------ Record excerpts

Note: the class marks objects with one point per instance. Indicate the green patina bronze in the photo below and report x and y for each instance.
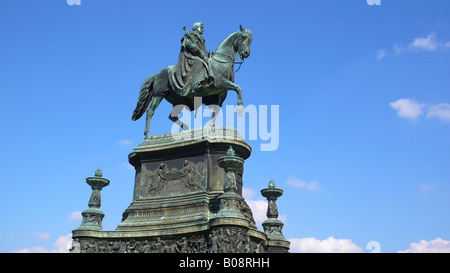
(187, 195)
(197, 74)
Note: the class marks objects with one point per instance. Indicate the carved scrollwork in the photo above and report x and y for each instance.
(161, 181)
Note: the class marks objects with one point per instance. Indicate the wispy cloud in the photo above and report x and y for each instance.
(312, 186)
(437, 245)
(407, 108)
(329, 245)
(42, 235)
(411, 109)
(441, 111)
(62, 244)
(124, 142)
(428, 43)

------------

Return every entry word for word, leaving the pictures out.

Note: the class marks objects with one point per instance. Indicate the green patina bronze in the photo below and report x and y for each instance.
(187, 195)
(197, 74)
Note: the class marks objects with one point per instance. Indicate the carved scrollwork in the photo above and report x and y for each instance.
(161, 181)
Note: the class marks objects with one point per instance. Indicate the wispy cloud in the photo above and report x and y for each instance.
(312, 186)
(437, 245)
(407, 108)
(329, 245)
(42, 235)
(411, 109)
(441, 111)
(62, 244)
(124, 142)
(428, 43)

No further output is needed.